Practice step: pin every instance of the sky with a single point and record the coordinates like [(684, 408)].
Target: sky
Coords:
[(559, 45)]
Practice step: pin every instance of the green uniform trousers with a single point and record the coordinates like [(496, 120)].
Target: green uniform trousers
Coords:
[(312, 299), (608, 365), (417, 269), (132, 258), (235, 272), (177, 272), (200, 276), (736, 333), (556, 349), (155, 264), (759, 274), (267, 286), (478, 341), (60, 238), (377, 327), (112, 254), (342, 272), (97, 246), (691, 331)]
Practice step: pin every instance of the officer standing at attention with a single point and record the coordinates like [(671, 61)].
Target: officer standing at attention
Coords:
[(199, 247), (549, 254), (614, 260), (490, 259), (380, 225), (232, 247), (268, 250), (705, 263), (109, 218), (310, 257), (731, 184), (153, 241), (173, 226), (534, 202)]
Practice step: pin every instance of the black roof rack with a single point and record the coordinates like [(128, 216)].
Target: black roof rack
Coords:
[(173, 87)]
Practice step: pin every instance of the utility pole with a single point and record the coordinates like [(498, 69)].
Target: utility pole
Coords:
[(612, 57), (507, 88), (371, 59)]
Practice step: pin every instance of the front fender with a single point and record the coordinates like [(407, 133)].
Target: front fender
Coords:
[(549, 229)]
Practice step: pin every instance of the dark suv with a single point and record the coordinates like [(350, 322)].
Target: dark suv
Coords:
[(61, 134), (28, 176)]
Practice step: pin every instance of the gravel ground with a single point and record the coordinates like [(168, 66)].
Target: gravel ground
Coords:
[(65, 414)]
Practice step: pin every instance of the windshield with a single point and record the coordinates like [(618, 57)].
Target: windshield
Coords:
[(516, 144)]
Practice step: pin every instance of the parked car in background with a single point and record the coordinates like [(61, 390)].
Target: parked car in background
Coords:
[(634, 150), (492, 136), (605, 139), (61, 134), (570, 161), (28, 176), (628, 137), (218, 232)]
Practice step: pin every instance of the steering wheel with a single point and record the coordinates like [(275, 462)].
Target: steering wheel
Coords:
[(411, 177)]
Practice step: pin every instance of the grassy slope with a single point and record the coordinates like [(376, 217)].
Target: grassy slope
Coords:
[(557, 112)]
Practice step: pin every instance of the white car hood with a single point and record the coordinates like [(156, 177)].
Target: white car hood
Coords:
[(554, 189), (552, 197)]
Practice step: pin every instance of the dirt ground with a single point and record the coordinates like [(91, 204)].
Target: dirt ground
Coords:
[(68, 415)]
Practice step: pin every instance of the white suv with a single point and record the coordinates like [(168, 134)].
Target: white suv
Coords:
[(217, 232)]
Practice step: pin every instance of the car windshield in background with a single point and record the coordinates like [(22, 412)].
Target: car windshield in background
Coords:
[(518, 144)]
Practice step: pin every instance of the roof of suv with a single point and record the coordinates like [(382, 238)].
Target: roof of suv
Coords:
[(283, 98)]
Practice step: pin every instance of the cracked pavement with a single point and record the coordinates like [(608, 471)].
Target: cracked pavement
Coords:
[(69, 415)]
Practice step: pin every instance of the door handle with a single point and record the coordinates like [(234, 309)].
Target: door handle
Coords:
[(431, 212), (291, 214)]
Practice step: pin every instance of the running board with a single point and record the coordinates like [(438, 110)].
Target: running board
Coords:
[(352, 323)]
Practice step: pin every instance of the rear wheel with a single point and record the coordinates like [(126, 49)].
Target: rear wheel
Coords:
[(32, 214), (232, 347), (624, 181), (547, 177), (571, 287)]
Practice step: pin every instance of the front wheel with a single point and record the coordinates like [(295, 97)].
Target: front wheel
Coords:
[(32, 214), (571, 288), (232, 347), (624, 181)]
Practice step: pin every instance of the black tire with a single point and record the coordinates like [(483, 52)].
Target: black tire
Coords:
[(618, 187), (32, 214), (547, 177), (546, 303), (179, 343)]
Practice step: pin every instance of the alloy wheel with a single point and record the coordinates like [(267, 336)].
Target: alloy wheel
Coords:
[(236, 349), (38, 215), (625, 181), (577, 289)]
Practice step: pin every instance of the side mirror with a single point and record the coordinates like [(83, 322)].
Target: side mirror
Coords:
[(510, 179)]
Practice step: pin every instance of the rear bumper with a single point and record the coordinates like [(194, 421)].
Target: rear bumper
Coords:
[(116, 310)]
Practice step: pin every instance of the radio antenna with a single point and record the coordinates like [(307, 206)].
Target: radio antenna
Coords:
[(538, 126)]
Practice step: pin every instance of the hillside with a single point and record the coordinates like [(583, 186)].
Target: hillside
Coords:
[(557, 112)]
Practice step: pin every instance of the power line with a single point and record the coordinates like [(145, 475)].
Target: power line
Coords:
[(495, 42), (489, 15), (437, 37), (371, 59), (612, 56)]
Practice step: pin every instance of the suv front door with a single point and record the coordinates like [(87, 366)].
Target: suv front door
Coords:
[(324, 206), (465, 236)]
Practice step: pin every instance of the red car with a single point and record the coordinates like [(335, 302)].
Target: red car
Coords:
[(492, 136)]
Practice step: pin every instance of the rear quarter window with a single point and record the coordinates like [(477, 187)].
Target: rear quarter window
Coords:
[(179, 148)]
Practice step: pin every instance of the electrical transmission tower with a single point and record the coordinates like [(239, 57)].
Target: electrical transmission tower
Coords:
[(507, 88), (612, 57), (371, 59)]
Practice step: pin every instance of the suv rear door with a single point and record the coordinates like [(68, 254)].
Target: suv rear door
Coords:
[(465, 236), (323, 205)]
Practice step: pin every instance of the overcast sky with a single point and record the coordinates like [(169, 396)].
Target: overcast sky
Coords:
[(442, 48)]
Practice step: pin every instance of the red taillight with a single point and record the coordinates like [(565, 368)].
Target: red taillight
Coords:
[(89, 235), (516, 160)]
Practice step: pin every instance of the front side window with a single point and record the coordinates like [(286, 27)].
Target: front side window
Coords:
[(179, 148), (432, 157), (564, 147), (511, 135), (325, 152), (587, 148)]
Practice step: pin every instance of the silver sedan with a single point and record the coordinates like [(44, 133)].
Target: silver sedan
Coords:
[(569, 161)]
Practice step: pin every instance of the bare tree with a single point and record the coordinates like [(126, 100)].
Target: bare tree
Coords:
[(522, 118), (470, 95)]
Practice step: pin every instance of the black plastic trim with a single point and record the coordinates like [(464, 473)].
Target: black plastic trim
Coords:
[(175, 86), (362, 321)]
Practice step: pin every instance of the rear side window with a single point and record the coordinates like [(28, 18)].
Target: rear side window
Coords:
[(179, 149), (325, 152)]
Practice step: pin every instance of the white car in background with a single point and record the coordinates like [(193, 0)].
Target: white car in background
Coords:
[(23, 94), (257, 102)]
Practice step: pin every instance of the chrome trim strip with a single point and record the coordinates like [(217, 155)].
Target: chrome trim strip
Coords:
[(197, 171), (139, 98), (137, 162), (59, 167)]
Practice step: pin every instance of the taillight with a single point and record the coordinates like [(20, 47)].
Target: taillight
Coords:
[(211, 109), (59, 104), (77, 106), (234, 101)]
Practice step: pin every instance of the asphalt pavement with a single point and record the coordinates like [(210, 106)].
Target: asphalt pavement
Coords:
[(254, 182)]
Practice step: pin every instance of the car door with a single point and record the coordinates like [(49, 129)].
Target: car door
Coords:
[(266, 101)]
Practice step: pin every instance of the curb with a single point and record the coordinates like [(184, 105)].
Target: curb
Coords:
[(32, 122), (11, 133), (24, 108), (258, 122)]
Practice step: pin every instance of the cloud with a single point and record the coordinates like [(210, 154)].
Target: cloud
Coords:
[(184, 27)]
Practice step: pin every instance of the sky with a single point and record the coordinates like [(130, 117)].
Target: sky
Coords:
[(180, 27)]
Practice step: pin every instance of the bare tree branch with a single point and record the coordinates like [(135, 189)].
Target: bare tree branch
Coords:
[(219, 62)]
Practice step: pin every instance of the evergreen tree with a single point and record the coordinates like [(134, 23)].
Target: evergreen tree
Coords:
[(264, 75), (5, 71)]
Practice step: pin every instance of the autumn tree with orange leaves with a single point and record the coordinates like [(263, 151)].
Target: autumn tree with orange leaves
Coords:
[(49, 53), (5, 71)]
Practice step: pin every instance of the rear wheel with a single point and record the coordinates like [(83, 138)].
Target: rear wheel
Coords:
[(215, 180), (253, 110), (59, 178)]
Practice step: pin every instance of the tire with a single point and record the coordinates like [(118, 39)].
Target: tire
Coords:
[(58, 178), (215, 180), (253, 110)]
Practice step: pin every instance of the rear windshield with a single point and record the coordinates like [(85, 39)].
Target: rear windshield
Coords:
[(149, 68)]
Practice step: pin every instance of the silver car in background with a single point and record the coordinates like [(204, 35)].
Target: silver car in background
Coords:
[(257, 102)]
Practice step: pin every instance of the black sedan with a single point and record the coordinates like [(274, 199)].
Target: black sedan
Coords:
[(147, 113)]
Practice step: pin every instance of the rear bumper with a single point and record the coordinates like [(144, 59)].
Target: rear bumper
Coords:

——————————

● GIVEN TASK:
Can you print the lines of the listing word for word, beginning at the line that has "Practice step: pin every instance of the evergreen" and stopping after the line that has "[(215, 180), (253, 110), (59, 178)]"?

● RESULT OF THIS TASK:
Practice step: pin every instance of the evergreen tree with a single point and record the coordinates like [(134, 23)].
Target: evergreen tree
Coords:
[(264, 75), (5, 71)]
Practice step: pin every instance of the autumn tree with orange leaves with a single point and record the coordinates like [(263, 151)].
Target: autumn tree with orange leaves
Coords:
[(49, 53), (5, 71)]
Practice step: pin every instance of the rear wheel with a single point and record the coordinates like [(83, 138)].
Target: rear wheel
Coords:
[(215, 180), (253, 110), (59, 178)]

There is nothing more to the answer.